Your task:
Print every one of the records below verbatim, preserving their order and wording.

Record excerpts:
==========

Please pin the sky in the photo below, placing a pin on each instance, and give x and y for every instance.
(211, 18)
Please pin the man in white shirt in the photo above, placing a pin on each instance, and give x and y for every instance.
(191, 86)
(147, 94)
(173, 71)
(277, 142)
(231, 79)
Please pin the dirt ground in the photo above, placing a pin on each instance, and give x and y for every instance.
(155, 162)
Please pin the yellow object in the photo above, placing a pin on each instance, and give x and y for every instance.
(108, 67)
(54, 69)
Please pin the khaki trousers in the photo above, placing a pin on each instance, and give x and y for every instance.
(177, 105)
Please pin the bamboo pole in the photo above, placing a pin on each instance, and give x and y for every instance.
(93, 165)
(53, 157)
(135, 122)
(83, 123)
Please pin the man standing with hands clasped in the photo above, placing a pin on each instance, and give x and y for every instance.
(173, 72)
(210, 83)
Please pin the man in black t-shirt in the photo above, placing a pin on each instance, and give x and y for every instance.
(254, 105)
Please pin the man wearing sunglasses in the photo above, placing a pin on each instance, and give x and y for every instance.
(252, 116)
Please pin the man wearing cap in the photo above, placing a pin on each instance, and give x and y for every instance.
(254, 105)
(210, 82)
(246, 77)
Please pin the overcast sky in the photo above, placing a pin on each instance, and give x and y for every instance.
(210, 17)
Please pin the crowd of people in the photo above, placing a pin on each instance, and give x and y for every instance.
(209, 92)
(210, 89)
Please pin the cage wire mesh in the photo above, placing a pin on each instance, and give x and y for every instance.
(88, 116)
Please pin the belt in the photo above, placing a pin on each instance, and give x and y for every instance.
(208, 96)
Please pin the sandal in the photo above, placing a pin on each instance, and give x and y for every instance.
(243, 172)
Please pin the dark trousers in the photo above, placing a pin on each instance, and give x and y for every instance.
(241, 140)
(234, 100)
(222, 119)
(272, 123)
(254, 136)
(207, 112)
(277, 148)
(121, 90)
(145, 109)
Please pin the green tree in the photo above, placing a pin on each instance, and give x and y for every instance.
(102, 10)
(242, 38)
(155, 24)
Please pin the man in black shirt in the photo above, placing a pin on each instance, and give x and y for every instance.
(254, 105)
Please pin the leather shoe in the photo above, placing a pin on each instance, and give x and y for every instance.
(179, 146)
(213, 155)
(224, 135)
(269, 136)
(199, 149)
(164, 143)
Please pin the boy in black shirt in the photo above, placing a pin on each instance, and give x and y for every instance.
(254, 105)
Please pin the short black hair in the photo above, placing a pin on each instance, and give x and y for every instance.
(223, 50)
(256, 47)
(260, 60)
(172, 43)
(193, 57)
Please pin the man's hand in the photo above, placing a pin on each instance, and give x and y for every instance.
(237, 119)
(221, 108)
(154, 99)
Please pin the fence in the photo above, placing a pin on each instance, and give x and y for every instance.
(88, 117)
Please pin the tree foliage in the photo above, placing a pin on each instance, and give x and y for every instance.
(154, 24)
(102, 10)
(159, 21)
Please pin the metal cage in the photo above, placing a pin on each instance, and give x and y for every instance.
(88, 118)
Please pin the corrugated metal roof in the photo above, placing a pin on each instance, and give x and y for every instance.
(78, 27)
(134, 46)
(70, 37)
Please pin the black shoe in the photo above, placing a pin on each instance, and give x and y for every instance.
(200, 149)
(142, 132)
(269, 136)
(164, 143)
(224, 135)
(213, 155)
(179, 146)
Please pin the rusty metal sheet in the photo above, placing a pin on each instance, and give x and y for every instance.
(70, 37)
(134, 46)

==========

Task output:
Please pin the sky in the photo below, placing a pin on each instance, and give x and y for every instance.
(211, 18)
Please pin the man in white shirt in the photo above, placing a pin on each instance, and give x and y for every instance.
(191, 86)
(147, 94)
(173, 71)
(277, 142)
(231, 79)
Please pin the dirt ground in the photo above, placing a pin on each instance, and give x and y for every instance.
(155, 162)
Please pin the yellow object in the photo above, placing a pin on each instance, and give x and y for every instance.
(108, 67)
(54, 69)
Please pin the khaki trousers in the photo above, placing a pin on each instance, and give x and y for every instance.
(177, 105)
Please pin the bamboo pole in the photo above, placing a pin on each instance, and give x and y for every instance.
(93, 165)
(53, 157)
(135, 122)
(83, 123)
Please pin the man standing with hands clasped in the photo above, placing a pin on each instance, and give x and y for every instance.
(173, 72)
(210, 83)
Please pin the man in black t-shirt in the photo above, placing a pin on each instance, and give x and y for every instance.
(254, 105)
Please pin the man wearing sunglasses in the photo above, placing a pin on each instance, and give x and y for every instance.
(252, 116)
Please pin the man wearing cap in the photo above, placing a pin on each instance, and give x and y for every instance.
(254, 105)
(210, 82)
(246, 77)
Please pin the overcast sky in the photo above, placing a pin on each instance, and give x and y for every instance.
(210, 17)
Please pin the crowd of people in the photo above, placing a pin on each instance, and give x and y for every instance.
(209, 92)
(210, 89)
Please pin the cage wire mesh in the photo above, placing a pin on each instance, and give x and y for every instance.
(88, 116)
Please pin the belt in the photo above, placing a pin on each instance, and give x and y for every instance.
(208, 96)
Please pin the sandal in the photo above, placing a pin on each instance, and give x and y for every instance.
(243, 172)
Please pin the dark trousers in the photo above, placing a pin on each instance, and give x and y for every instance.
(241, 140)
(234, 100)
(222, 119)
(272, 123)
(254, 136)
(207, 112)
(277, 148)
(121, 90)
(145, 109)
Please pin the green tree in the photo above, placing a pin on each instance, and give x and y for every instance.
(102, 10)
(242, 38)
(155, 24)
Please pin the man in black shirt in the photo above, placing a pin on each instance, and give x and y for every instance.
(254, 105)
Please pin the leather shoe in the photo above, placing a pin on each instance, and give x and y for every instance.
(179, 146)
(213, 155)
(224, 135)
(269, 136)
(199, 149)
(164, 143)
Please pin the boy in black shirt in the photo above, placing a pin on each instance, and give x and y for every instance.
(254, 105)
Please pin the short black hair in the photo above, placing a pin on each instance, and give x and y for every instance.
(223, 50)
(256, 47)
(260, 60)
(172, 43)
(193, 57)
Please pin the man's hand in the photo above, placing a pin on each instance, and give x and y for every instance.
(237, 119)
(221, 108)
(154, 99)
Please pin the fence in the photo above, placing a pin on each instance, and give x and y for every instance.
(88, 117)
Please pin the tree foliage in the photo above, placing a pin on each instance, and give x and y for every instance.
(154, 24)
(102, 10)
(159, 21)
Please pin the metal cage in the photo above, placing a pin on each instance, and give x and y for every instance.
(88, 118)
Please pin the corrugated metal roof in the photo above, placing a pin on each instance, and give x and y for every instance.
(78, 27)
(134, 46)
(70, 37)
Please pin the black shoe in the photo above, placing a pin on each instance, and give x and y for every instance.
(200, 149)
(142, 132)
(269, 136)
(164, 143)
(224, 135)
(213, 155)
(179, 146)
Please pin the rusty metal sheet in the photo above, placing a pin on each instance, and give x and y for every instance.
(70, 37)
(134, 46)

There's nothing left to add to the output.